(Exercise aim)
Each record should be given again exactly, and any picture in it left out.

Point-per-instance localization data:
↓

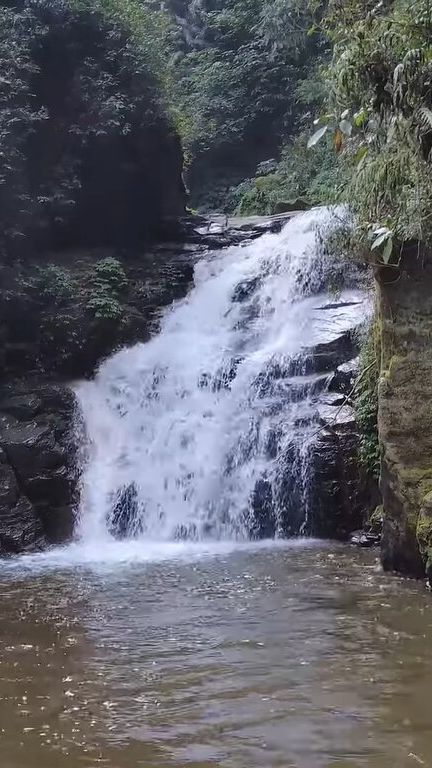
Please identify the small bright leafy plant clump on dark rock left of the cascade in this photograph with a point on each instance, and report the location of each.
(108, 283)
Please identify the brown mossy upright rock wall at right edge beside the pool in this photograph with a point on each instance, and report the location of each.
(405, 414)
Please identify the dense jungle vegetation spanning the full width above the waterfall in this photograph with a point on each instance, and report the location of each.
(242, 82)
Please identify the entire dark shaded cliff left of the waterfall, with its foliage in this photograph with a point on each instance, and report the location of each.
(90, 178)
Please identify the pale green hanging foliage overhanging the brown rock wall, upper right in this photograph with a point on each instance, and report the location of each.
(379, 84)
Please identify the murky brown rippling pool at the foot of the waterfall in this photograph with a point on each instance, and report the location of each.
(304, 656)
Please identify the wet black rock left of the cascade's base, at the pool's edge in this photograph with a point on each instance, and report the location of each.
(38, 473)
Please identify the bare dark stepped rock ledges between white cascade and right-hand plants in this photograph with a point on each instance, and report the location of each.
(341, 493)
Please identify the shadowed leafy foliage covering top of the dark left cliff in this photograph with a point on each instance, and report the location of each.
(75, 73)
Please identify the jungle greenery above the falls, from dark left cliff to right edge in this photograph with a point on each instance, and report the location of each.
(255, 75)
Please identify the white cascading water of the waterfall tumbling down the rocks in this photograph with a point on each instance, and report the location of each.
(186, 433)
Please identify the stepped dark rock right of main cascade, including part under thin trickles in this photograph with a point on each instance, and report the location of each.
(319, 487)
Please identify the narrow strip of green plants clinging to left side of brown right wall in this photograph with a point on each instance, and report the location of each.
(366, 404)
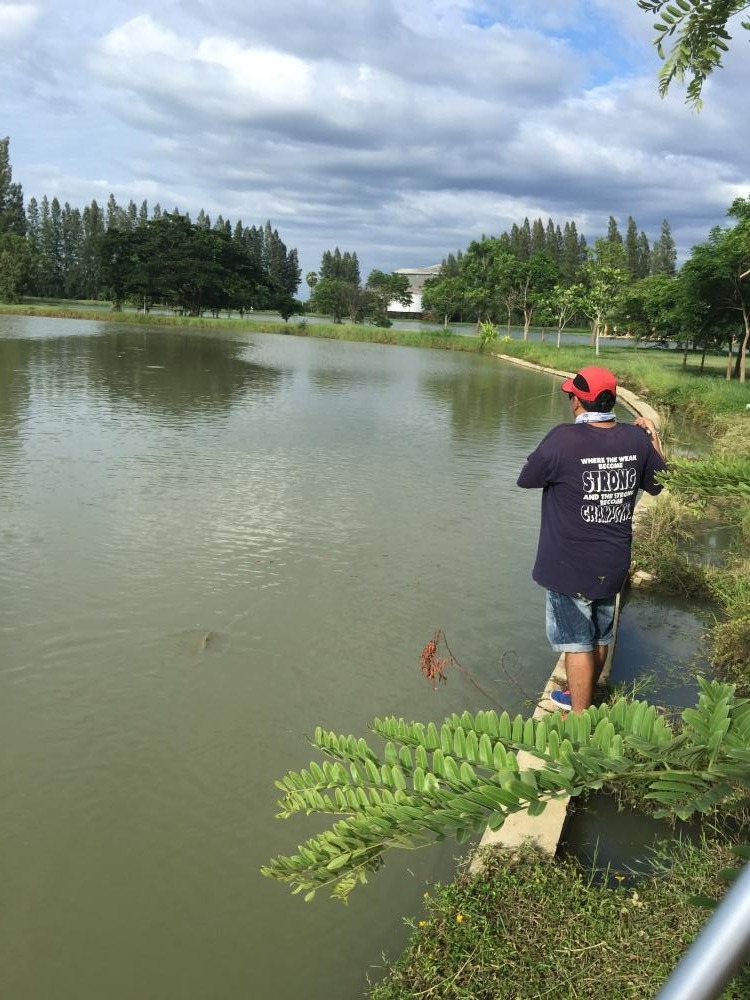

↑

(Output of the task)
Please identify the small bright leafy plant clump on dark rock left of the cascade in this photograph with a point on each instance, and report the location of each.
(108, 283)
Please identify the brown mossy upright rock wall at right edge beside the pool in this photograph with a point on each instance, and report the location of each.
(405, 414)
Please identify the dense jungle vegetation spanning the full width above the waterfall in this photograph with a point on each instance, and report the location of each.
(242, 82)
Please identify the entire dark shaded cliff left of the waterfall, with its foliage in this photograph with a point on each instance, and report the location of each.
(90, 178)
Please identify the pale green hanging foliage overhanging the brown rock wall, upper right in this photograph with a point on each instance, and report the location of each.
(379, 84)
Please identify the murky brown rippling pool at the foot of the waterfall in this photograph with a point on each instance, and report the location of each.
(304, 656)
Please identify the wet black rock left of the cascade's base, at the pool's edge in this photograph with a point on each instance, and report the location of each.
(38, 473)
Please identify the bare dark stepped rock ledges between white cascade and right-hand plants in this photograph with a point on each instance, and report the location of each.
(341, 493)
Please identify the shadowed leafy foliage covering top of the dark left cliff in this photograph with a point on each instance, and report the location of each.
(75, 73)
Please identify the jungle greenery above the falls, from dark left cliff to right edge in this photograph with a point on each instance, and report the location of each.
(255, 75)
Please identify the white cascading water of the waterfall tumbling down the rocks in this photograph with a point on each instance, and report the location of each.
(186, 433)
Please identify the stepped dark rock right of main cascade, including part under thin trickles in this photograph with a point on each instance, and report the location of each.
(319, 487)
Please identify the narrow strip of green plants clinging to left side of brown right wall in this photograph with a point on each instance, and report the location of each.
(366, 404)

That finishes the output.